Your objective: Which lines in the material below contain the string "shadow"? Collect every one of them, copied in full, with matching that is case-sensitive.

:: Data for this exercise ::

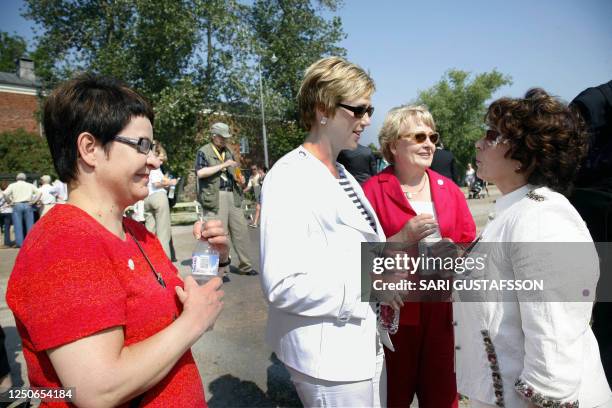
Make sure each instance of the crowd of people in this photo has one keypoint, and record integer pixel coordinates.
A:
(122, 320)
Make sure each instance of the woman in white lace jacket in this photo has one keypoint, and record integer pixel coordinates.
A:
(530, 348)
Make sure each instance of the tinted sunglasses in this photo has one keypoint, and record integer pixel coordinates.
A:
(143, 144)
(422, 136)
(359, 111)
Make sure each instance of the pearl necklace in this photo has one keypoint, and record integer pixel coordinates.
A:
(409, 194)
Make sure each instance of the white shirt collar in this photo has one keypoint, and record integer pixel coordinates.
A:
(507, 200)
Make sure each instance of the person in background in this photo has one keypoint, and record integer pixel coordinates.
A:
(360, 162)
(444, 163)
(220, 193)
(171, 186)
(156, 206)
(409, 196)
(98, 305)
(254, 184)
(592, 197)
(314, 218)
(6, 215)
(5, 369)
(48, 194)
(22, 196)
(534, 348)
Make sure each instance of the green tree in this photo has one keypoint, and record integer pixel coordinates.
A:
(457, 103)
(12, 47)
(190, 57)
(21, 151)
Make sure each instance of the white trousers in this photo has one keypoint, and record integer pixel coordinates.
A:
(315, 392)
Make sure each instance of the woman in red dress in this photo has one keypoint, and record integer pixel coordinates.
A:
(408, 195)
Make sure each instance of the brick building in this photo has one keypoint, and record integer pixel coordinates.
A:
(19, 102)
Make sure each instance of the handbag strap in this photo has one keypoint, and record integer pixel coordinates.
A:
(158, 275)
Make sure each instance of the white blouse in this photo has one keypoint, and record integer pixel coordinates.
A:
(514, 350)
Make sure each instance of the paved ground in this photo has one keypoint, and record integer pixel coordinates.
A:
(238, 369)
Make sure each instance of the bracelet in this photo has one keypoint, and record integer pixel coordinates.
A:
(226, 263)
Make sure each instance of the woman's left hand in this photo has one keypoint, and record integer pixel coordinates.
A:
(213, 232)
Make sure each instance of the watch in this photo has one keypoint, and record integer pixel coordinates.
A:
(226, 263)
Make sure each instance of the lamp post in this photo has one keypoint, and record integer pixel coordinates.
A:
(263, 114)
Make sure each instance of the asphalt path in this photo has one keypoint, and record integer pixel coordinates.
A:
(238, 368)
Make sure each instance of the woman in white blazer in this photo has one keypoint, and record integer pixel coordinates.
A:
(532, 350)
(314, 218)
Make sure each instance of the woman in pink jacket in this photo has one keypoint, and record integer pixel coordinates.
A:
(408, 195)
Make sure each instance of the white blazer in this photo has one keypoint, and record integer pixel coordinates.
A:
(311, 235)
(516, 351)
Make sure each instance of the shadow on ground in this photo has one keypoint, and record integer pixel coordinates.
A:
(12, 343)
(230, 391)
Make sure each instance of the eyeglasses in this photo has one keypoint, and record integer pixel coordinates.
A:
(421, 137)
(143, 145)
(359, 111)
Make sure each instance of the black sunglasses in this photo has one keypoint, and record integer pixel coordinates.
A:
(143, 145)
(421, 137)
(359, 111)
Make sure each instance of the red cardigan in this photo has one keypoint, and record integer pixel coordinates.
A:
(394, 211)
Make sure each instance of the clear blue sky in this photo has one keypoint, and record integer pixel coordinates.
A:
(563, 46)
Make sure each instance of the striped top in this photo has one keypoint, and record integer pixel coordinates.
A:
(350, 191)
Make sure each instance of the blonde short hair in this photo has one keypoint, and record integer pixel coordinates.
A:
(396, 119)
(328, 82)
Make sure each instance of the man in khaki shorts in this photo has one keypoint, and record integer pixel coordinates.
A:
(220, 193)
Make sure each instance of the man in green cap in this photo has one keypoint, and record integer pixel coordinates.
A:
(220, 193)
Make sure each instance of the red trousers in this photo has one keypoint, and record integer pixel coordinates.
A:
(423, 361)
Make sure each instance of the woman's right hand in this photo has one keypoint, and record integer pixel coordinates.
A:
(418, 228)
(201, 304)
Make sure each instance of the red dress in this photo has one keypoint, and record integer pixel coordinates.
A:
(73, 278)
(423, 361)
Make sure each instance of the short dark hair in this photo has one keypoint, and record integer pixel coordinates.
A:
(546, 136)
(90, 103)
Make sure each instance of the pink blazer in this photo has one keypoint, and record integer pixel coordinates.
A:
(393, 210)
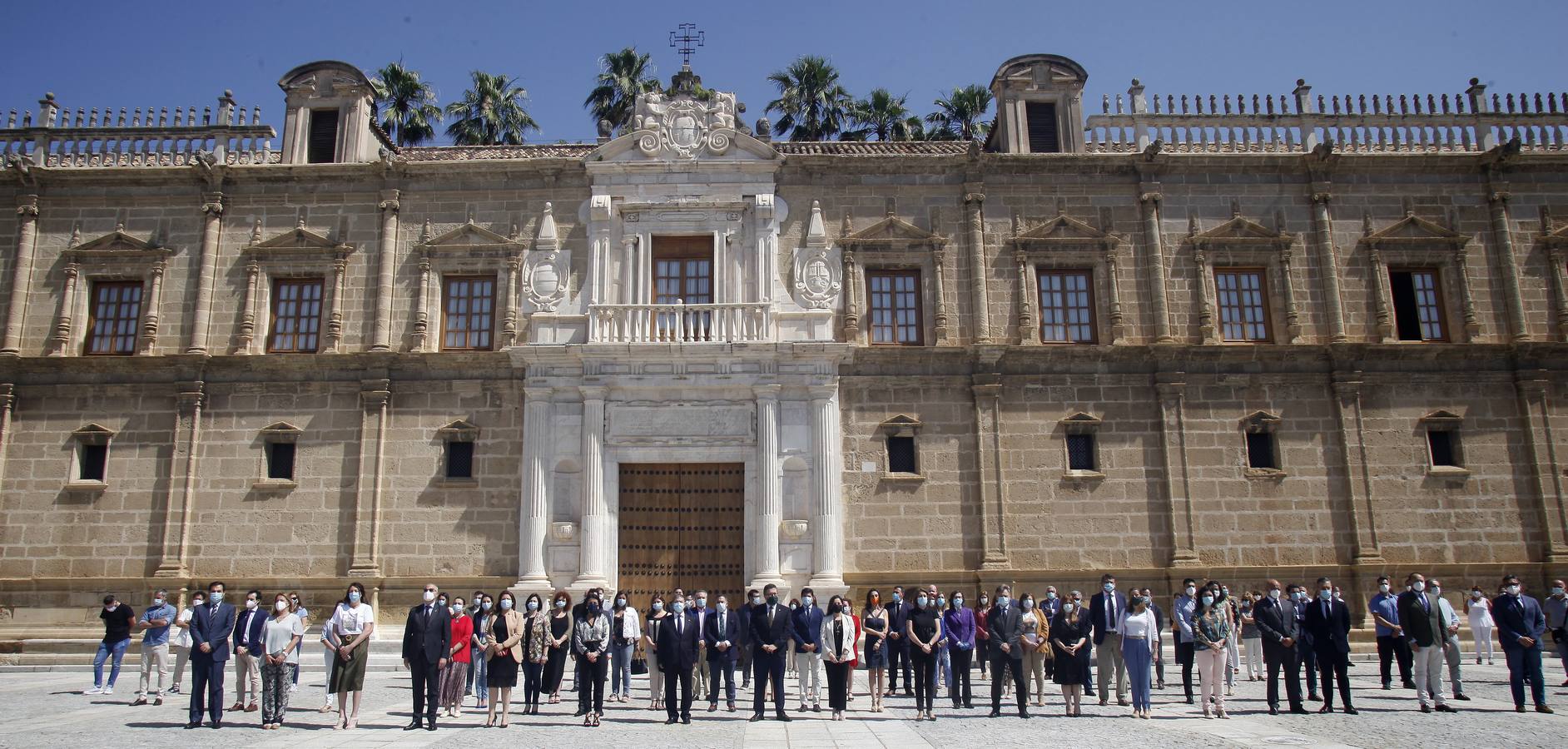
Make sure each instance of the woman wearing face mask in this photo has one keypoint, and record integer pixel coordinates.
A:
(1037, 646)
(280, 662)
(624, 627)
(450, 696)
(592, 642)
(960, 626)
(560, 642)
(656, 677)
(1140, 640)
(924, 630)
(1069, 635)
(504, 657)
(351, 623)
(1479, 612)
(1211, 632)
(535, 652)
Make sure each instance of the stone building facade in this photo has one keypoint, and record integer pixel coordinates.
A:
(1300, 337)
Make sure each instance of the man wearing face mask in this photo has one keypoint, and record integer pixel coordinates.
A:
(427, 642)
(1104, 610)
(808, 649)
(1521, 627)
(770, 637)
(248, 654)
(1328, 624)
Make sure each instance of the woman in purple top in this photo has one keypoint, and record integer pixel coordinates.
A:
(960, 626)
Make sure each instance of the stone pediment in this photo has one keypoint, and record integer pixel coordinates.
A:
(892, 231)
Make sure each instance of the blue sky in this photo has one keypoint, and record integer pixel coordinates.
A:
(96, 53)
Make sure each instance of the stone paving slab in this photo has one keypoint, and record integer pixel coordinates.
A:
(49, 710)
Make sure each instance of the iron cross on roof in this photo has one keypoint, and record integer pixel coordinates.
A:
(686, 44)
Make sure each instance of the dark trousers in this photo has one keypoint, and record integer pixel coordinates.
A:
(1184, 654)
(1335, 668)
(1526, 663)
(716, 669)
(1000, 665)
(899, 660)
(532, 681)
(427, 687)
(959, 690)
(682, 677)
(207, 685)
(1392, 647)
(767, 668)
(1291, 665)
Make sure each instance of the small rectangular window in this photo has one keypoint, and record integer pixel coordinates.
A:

:::
:: Data for this exercise ::

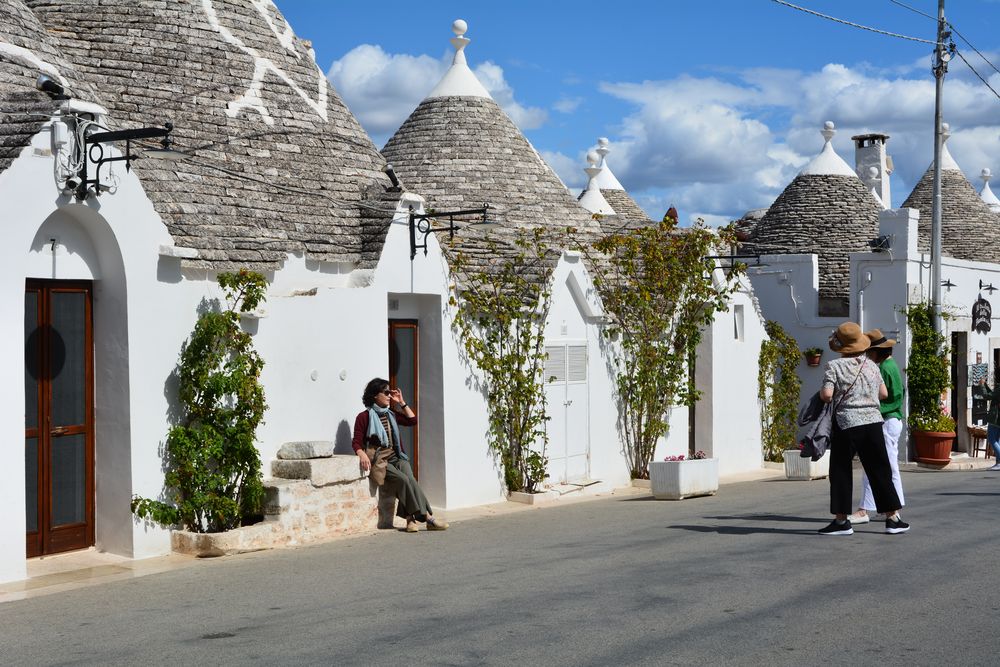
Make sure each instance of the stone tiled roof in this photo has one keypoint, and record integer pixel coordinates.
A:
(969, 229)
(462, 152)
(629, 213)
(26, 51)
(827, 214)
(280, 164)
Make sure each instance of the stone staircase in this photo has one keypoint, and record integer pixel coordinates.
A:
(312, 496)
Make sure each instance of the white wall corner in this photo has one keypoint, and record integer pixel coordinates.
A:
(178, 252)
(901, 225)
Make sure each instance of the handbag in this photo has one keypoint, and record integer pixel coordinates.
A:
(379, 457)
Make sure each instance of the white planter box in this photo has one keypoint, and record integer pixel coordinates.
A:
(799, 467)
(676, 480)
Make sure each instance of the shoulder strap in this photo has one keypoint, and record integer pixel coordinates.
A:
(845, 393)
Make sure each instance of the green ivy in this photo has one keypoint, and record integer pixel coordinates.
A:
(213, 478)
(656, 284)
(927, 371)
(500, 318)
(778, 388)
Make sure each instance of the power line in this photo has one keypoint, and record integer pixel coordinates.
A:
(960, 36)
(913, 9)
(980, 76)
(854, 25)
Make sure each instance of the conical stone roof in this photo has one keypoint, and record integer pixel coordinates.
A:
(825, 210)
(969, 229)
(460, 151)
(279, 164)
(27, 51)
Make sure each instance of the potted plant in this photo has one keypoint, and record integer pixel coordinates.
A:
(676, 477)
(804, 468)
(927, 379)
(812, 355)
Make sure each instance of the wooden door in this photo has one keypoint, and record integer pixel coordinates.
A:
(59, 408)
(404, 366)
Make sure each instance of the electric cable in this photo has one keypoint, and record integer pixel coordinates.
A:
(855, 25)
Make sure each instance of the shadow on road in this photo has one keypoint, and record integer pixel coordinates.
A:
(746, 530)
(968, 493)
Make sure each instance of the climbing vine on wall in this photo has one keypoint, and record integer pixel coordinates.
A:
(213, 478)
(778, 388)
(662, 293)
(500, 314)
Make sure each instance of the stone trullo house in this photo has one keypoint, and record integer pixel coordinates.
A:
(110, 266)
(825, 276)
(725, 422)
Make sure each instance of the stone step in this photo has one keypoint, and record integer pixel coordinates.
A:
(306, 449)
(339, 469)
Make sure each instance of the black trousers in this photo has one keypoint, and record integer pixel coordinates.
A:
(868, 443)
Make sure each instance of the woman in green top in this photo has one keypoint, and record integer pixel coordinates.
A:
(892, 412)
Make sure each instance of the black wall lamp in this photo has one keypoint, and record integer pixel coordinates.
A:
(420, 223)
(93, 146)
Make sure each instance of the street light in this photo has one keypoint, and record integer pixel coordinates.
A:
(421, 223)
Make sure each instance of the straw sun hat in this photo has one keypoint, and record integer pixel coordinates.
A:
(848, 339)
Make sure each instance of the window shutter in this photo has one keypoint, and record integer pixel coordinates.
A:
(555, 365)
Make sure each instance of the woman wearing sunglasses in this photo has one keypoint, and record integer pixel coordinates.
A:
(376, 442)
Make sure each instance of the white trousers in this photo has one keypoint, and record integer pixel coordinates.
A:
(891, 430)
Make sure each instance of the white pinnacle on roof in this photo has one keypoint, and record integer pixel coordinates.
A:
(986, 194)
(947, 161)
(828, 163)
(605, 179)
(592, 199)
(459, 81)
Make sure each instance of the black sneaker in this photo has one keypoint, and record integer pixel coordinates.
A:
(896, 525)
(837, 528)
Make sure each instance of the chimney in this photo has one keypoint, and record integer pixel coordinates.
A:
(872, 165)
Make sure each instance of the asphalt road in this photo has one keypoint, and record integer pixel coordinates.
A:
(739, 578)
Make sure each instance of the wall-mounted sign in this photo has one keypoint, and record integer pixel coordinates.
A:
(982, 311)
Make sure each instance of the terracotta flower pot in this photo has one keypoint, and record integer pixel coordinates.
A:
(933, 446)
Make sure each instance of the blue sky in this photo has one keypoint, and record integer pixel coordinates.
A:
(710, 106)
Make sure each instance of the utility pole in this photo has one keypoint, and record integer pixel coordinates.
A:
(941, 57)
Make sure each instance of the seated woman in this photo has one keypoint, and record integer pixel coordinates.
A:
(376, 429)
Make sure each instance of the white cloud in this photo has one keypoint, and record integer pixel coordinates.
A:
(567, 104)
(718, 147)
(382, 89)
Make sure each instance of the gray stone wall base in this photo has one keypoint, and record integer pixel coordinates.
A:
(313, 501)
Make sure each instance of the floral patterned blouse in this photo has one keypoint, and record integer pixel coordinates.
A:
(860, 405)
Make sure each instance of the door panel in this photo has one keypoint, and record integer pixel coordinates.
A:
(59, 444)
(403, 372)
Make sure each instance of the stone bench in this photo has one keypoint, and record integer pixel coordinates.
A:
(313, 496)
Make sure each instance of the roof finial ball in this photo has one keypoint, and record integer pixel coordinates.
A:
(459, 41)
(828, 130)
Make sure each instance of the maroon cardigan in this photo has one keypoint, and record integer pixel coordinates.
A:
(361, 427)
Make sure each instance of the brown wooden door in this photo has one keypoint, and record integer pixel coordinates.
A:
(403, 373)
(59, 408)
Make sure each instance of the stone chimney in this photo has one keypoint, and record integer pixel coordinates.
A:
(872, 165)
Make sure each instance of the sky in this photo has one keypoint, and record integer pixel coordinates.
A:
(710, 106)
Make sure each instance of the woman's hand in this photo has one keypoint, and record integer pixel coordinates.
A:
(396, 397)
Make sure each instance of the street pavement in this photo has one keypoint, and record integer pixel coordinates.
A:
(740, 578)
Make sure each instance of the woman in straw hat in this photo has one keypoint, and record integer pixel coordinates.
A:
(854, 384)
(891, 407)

:::

Result of this exercise:
Make sure each instance of the shadow on ground in this photo has one keypoint, and record integer pixel coordinates.
Make sure each instance of the shadow on road in this photo has one keypoint, and record integer pixel coordinates.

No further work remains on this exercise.